● Task objective
Could you write out the records below exactly as they appear, leaving out any pictures?
------ Records ------
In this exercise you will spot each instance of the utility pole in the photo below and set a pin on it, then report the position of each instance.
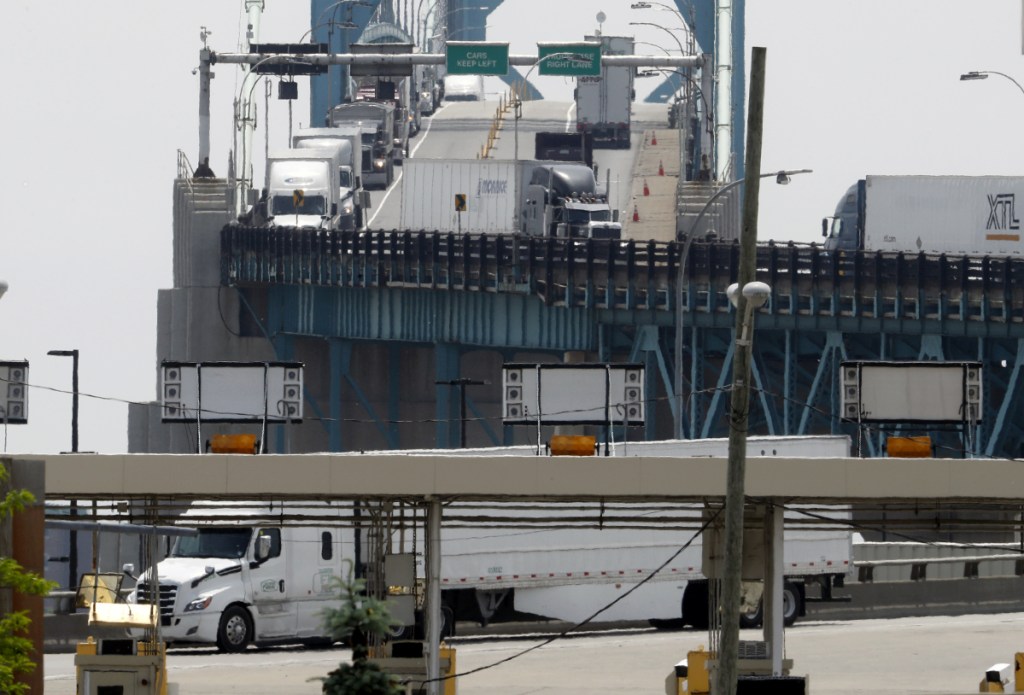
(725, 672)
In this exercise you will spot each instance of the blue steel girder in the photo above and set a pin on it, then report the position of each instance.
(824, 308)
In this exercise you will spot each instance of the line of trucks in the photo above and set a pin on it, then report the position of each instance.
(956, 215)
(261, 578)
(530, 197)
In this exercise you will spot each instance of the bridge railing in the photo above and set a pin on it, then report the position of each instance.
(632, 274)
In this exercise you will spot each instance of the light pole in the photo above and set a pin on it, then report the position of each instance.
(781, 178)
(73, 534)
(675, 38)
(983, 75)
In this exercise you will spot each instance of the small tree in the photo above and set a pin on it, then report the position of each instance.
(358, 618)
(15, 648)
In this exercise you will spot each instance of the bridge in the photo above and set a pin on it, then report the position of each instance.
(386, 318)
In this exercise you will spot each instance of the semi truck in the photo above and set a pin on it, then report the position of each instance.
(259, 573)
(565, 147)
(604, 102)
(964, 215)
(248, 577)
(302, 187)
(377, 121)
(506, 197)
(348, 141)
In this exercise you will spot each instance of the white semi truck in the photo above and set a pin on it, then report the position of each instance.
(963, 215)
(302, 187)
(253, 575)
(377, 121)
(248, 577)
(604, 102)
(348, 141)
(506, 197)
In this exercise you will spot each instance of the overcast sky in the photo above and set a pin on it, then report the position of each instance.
------
● Solution to this exercise
In this exercise you will spot each instance of the utility pole in the photo below and set a pin on it, then report the position of each instance.
(725, 672)
In this exercise you will spot each instance of the blue steel girder in the photo above and set a pin on it, then report the position of each instance.
(824, 308)
In this exercise you will spot each instance of the line of trucks in the photo above and set a pin on it, then report the position of each instance.
(956, 215)
(261, 578)
(530, 197)
In this exercise you will spot each instance of the bridge railing in the photo above and set a pin on it, then report the position of each instance.
(632, 274)
In this exercise you will spot each instance of the light pole in the photo above and set a pin on it, then report the position of each instance.
(781, 178)
(73, 534)
(675, 38)
(983, 75)
In this exercise you will spot each instance of the small tree in the photo above and set a pin on it, then report the position of each instance.
(358, 618)
(15, 648)
In this exercise you will spot each instance of the bridge in the photo above and set a pin on it, then report the position of each instance.
(386, 318)
In this exercise you will spot each instance of the semi truck in the photo above and set a pin on it, then report the position of each instance.
(259, 573)
(565, 147)
(604, 102)
(964, 215)
(248, 577)
(302, 187)
(377, 121)
(506, 197)
(348, 141)
In this exercise you will spot each instance of the white semi truck in the photo above and set a pin on it, then report the position of each instance.
(963, 215)
(302, 187)
(253, 575)
(377, 121)
(248, 577)
(604, 102)
(348, 141)
(506, 197)
In this exercise you will spot each instance of the overcast sky in the photo above and set a pin on it, then report the position of each instance.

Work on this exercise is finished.